Wij Beatrix, bij de gratie Gods, Koningin der Nederlanden, Prinses van Oranje-Nassau,
enz. enz. enz.
Allen, die deze zullen zien of horen lezen, saluut! doen te weten:
Alzo Wij in overweging genomen hebben, dat het wenselijk is uitvoering te geven aan
het op 16 januari 1992 te Valletta tot stand gekomen Europees Verdrag inzake de bescherming
van het archeologisch erfgoed (herzien), dat bij Rijkswet van 26 februari 1998 (Stb.196) voor het gehele Koninkrijk is goedgekeurd, en dat het ook overigens wenselijk
is aanvullende voorschriften te stellen ten behoeve van de archeologische monumentenzorg
en in verband daarmee de Monumentenwet 1988 en enkele andere wetten te wijzigen;
Zo is het, dat Wij, de Raad van State gehoord, en met gemeen overleg der Staten-Generaal,
hebben goedgevonden en verstaan, gelijk Wij goedvinden en verstaan bij deze:
[Red: Wijzigt de Monumentenwet 1988.]
[Red: Wijzigt de Ontgrondingenwet.]
[Red: Wijzigt de Wet milieubeheer.]
[Red: Wijzigt de Woningwet.]
Onze Minister van Onderwijs, Cultuur en Wetenschap zendt binnen vier jaar na de inwerkingtreding
van deze wet aan de Staten-Generaal een verslag over de doeltreffendheid en de effecten
van deze wet in de praktijk.
══════════════════════════════
Op welke datum en in welke plaats is volgens de wettekst het Europees Verdrag inzake de bescherming van het archeologisch erfgoed (herzien) tot stand gekomen?
══════════════════════════════
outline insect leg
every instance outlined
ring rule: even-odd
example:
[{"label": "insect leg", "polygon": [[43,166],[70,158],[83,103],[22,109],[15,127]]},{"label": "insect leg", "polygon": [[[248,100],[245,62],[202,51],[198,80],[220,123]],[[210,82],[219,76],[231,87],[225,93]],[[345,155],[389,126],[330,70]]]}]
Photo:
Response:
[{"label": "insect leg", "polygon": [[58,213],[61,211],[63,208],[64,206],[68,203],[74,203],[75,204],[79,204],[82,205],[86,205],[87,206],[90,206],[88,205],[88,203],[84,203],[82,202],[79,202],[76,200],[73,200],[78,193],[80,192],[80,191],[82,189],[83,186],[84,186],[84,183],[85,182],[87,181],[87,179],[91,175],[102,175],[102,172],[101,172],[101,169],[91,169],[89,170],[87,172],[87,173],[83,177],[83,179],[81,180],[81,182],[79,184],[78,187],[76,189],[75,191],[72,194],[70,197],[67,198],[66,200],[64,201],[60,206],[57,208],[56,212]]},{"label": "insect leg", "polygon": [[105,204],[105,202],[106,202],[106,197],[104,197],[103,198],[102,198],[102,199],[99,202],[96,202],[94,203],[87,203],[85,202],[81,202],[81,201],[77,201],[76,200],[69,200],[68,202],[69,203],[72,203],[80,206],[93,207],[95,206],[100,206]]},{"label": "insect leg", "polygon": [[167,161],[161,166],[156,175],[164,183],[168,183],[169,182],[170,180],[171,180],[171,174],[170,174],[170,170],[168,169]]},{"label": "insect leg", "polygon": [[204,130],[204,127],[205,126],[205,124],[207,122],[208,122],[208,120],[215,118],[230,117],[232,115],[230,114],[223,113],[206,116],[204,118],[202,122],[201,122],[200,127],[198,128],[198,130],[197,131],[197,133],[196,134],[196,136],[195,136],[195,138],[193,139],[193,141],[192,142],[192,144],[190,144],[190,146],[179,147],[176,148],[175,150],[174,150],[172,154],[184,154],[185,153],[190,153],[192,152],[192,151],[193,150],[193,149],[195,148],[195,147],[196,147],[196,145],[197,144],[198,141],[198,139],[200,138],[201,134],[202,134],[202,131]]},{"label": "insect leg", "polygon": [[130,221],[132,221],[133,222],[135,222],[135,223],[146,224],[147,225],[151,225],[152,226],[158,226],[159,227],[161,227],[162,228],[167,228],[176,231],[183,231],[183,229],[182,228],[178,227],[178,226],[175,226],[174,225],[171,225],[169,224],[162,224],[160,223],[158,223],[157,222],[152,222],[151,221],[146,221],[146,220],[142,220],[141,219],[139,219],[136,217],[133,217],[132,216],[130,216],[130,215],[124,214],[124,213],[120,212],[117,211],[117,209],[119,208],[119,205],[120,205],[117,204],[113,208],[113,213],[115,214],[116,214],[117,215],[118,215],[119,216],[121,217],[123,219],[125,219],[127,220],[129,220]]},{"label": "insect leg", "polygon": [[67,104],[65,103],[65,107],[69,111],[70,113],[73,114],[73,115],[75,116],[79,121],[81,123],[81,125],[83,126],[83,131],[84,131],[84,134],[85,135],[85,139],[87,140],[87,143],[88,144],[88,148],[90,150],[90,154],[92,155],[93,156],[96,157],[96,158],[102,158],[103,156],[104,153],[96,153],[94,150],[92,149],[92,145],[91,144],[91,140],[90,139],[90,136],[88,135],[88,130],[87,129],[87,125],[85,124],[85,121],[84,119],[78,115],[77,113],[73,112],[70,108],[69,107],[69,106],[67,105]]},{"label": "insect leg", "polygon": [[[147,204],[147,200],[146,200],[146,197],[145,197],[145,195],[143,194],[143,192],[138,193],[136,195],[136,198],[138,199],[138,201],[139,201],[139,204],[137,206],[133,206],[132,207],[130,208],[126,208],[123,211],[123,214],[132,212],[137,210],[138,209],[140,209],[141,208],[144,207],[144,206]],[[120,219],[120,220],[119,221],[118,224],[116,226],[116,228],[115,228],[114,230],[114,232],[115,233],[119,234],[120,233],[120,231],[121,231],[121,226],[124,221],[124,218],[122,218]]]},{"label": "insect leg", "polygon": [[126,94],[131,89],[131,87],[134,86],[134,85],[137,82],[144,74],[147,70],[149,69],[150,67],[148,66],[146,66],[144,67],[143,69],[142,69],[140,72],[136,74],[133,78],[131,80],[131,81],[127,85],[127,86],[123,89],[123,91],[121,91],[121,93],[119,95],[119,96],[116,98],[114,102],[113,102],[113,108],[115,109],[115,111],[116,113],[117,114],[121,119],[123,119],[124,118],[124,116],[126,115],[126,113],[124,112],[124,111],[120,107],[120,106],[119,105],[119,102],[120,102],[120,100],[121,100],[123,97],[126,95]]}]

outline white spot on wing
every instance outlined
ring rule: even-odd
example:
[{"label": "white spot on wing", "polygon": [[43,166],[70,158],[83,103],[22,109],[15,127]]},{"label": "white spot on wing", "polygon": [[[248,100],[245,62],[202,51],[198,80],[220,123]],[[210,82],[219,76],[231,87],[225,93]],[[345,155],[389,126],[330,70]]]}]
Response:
══════════════════════════════
> Jouw antwoord:
Op 16 januari 1992 te Valletta.